Only the lines from the one containing "Please drop a marker on the glass" through the end of the material are to be echoed, each exactly as it appears.

• • •

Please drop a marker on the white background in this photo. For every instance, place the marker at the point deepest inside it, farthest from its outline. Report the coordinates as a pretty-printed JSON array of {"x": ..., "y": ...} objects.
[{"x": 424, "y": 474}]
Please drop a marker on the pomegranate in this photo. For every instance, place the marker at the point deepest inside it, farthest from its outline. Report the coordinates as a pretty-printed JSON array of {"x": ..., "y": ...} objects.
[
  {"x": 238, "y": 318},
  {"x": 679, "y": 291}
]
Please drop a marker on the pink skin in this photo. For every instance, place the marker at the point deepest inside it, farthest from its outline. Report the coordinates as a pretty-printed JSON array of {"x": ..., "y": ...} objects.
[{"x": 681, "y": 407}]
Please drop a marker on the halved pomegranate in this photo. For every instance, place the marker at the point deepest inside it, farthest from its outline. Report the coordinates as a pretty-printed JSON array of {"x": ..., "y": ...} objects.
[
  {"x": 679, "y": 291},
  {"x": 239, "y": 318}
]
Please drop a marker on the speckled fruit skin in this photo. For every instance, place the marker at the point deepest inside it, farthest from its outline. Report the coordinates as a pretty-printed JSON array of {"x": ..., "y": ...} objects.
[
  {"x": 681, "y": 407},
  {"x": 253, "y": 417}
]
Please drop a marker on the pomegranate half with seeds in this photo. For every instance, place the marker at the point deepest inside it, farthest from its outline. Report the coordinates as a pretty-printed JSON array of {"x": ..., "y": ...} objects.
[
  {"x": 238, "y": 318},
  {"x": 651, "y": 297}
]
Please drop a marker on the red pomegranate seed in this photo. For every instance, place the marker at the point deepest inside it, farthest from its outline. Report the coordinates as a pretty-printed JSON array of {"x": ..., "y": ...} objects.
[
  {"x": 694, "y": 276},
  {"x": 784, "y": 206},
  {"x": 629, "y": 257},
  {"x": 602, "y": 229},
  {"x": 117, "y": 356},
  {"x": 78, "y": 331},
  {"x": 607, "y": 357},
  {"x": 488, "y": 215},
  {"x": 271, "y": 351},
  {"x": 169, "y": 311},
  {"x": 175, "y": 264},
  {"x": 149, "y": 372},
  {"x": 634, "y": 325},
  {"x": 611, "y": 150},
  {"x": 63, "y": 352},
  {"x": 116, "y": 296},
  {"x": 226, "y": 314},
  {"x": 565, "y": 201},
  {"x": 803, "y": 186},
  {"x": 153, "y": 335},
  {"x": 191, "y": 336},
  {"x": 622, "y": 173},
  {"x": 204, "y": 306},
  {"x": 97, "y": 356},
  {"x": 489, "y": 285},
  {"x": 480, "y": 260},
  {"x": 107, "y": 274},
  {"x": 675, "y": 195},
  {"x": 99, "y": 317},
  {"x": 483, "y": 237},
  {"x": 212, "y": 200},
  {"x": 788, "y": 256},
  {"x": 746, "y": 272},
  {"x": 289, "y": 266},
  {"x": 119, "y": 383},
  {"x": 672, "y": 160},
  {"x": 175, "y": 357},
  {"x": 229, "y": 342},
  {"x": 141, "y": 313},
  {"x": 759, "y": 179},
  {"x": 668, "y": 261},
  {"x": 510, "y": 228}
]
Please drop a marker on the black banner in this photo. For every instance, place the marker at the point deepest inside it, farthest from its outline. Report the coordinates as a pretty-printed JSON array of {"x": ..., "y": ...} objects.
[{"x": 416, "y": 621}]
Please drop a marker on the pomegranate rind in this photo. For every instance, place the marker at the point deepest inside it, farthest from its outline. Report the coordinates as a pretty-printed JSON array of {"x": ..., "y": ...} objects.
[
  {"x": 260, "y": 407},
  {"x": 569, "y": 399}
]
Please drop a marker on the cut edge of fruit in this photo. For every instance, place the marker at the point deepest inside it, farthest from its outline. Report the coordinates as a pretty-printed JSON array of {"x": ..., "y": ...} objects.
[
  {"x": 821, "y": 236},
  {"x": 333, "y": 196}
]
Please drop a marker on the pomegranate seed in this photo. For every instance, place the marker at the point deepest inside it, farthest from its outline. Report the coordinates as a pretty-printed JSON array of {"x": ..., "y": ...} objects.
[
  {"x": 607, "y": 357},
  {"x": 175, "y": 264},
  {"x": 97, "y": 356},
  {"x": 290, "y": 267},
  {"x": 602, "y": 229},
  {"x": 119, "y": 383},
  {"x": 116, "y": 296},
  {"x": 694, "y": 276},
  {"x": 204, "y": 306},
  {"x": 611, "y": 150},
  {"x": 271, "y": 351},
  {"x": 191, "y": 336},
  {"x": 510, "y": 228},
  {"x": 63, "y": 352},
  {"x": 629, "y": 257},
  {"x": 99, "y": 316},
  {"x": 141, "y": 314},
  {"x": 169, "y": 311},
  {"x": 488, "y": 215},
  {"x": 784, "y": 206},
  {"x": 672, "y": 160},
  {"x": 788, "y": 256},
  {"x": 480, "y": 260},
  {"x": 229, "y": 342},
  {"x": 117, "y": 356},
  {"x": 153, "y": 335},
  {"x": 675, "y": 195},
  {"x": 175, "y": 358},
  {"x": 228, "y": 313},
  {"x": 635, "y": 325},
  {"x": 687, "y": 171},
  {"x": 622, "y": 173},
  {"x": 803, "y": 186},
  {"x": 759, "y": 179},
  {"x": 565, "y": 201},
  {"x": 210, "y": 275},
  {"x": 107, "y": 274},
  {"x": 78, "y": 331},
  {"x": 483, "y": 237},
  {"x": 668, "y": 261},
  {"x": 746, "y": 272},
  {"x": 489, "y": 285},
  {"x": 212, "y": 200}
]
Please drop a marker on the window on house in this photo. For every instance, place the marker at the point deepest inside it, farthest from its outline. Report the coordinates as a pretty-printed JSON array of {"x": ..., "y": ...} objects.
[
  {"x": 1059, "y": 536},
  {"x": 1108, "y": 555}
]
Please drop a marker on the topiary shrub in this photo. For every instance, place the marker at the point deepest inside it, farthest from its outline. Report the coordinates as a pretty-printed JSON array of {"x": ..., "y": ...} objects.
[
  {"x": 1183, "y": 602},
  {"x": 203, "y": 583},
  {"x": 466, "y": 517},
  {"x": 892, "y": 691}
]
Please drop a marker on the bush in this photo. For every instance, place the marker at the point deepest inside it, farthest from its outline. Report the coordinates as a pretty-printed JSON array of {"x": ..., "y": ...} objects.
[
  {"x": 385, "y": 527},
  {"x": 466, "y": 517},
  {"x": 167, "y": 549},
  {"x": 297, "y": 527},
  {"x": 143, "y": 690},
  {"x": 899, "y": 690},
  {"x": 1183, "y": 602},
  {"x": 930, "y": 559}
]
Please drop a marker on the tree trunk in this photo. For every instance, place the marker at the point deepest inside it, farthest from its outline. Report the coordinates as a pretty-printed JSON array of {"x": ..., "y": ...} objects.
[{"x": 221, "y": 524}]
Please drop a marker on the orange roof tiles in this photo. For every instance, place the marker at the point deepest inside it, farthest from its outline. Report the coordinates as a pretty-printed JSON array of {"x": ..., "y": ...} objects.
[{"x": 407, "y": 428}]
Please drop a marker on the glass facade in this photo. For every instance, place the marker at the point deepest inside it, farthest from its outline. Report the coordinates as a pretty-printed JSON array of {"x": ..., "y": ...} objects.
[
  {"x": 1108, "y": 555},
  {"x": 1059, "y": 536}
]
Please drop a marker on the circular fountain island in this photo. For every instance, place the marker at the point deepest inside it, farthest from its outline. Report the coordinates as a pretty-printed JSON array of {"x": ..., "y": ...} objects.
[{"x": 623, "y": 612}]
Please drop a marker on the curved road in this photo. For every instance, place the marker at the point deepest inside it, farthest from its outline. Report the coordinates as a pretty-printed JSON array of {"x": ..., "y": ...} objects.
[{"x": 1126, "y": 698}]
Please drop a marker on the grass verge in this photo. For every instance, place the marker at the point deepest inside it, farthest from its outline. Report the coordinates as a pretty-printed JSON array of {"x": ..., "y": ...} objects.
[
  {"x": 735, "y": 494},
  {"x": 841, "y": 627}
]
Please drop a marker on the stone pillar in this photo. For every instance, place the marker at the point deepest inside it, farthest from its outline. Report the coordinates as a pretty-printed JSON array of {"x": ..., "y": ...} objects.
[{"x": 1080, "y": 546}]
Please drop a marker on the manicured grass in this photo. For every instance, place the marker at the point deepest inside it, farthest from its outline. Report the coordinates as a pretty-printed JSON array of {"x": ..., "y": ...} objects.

• • •

**SOLUTION FOR THIS EXERCISE**
Please drop a marker on the glass facade in this photo. For every instance, place the marker at the point deepest inside it, farthest from its outline. Report the coordinates as a pretty-printed JSON array of {"x": ..., "y": ...} objects.
[
  {"x": 1108, "y": 555},
  {"x": 1059, "y": 536}
]
Please drop a marker on the circular fountain island in this photo. For every instance, place the marker at the point deepest inside it, farthest from its outline. Report the coordinates as a pretty-printed JSON array of {"x": ..., "y": ...} objects.
[{"x": 623, "y": 612}]
Please drop a marker on the curved road in this photo. For every instance, place the marker at the point deepest inside it, farthest from its outline. Report the coordinates as a pretty-printed JSON array of {"x": ..., "y": ...} objects.
[{"x": 1126, "y": 698}]
Please drop a marker on the grass verge in this photo. For every instance, place the marker at the point deepest inside it, farthest from its outline. Report the coordinates as a pretty-printed JSON array of {"x": ..., "y": ...} objects.
[
  {"x": 735, "y": 494},
  {"x": 841, "y": 627}
]
Please drop a marker on the stone pillar in this photo. For every instance, place the marker at the point deepest inside it, farthest from its outline. Report the coordinates as a pretty-printed JSON array of {"x": ..., "y": ...} objects.
[{"x": 1080, "y": 546}]
Please drop a marker on the manicured grass in this photo. For every instance, place the marker at the point deepest inside it, farthest from its outline. Report the coordinates as a pretty-printed JSON array of {"x": ..., "y": ...} objects.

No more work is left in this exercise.